▸ **Prompt**
Could you retype the entries below exactly, omitting every picture?

▸ **Material for the task**
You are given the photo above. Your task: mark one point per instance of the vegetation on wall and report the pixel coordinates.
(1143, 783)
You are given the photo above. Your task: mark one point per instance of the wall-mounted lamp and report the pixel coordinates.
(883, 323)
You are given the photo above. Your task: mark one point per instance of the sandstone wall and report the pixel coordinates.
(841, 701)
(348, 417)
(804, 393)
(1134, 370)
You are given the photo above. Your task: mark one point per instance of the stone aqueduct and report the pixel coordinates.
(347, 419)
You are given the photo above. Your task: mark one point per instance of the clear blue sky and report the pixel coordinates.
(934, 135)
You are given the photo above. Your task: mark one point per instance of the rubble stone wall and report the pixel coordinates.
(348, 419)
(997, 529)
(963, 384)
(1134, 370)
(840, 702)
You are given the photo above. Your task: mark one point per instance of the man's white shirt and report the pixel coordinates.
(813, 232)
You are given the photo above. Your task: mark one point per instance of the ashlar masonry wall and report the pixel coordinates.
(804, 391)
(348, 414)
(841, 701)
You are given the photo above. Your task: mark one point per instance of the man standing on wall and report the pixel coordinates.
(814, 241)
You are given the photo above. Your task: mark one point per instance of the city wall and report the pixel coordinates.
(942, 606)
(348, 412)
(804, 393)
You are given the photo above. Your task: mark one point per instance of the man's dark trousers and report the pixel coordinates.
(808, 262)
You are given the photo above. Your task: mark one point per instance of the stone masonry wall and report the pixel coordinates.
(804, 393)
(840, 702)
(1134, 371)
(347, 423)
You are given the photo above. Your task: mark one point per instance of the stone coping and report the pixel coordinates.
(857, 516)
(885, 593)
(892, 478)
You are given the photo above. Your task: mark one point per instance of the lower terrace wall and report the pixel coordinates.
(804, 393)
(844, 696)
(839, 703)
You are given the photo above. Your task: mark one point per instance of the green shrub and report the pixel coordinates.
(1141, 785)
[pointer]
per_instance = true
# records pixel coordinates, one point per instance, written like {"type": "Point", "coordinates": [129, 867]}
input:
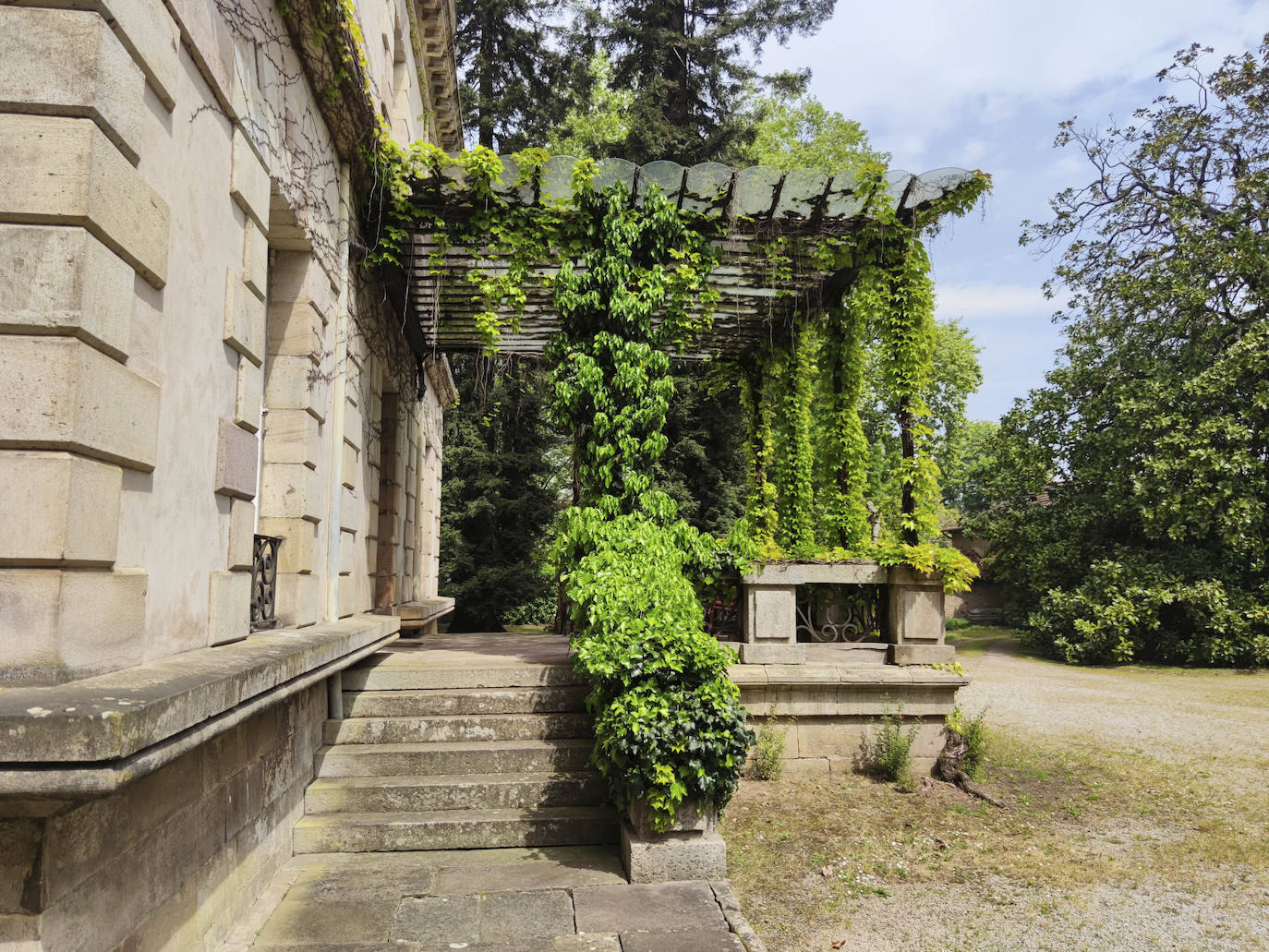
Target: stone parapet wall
{"type": "Point", "coordinates": [830, 712]}
{"type": "Point", "coordinates": [172, 861]}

▸ **Finished exercise**
You are given the photo above. Your task: mark one point per instance of the vegetation on wall and report the pixel coordinates.
(1143, 783)
You are given the photo above. Your task: mark one point per instance of the wall-mounted lamp and report the pixel coordinates.
(883, 323)
You are given the photo above. Your task: mark one point per instance of the sandstone wall and report the pixel coordinates.
(841, 701)
(348, 417)
(804, 393)
(1134, 370)
You are given the photo above. Your task: mark one point per instance of the stone aqueduct and report the pixel coordinates.
(347, 419)
You are given the photo above. Your task: mark one point per instance of the clear blue sky and report the pixel coordinates.
(934, 135)
You are given the photo above. Your task: mark one point per instance of the rubble stone wall and report the pixel coordinates.
(348, 419)
(997, 529)
(963, 384)
(1134, 370)
(840, 702)
You are given the photo above. Your task: mark one point per instance of the man's white shirt and report the pixel coordinates.
(813, 232)
You are given the photo above. Your task: mark one point per instance of the ashlar masonry wall and report the pixel coordinates.
(804, 391)
(348, 414)
(841, 701)
You are given the photo above. Your task: mark one point per instance of the man standing on wall and report the pixel coordinates.
(814, 241)
You are given the photo above. Your task: mark one point per instance of the city wall and report the pixel coordinates.
(942, 606)
(348, 412)
(804, 393)
You are given the photo above. Your task: mark one point per instance of the man's dark trousers and report the pixel coordinates.
(808, 262)
You are given the photo above. Your task: mark one point per instance of the stone masonry wall and report the pixel coordinates.
(804, 393)
(840, 702)
(1134, 371)
(347, 423)
You are given the photo above. Your task: mark one point per instance of the stone coping and report the pixel coordinates.
(857, 516)
(885, 593)
(892, 478)
You are given the photo above. Your task: mark one point per instance of the lower terrace wall and report the pixel coordinates.
(804, 393)
(844, 696)
(839, 703)
You are given the photo above. Your task: mark one point per instance of the green shrub and report the pixel coordinates.
(1141, 785)
[pointer]
per_instance = true
# records pixel coordinates, one point per instance, written like {"type": "Point", "coordinates": [129, 867]}
input:
Target: stone parapet wall
{"type": "Point", "coordinates": [830, 712]}
{"type": "Point", "coordinates": [172, 861]}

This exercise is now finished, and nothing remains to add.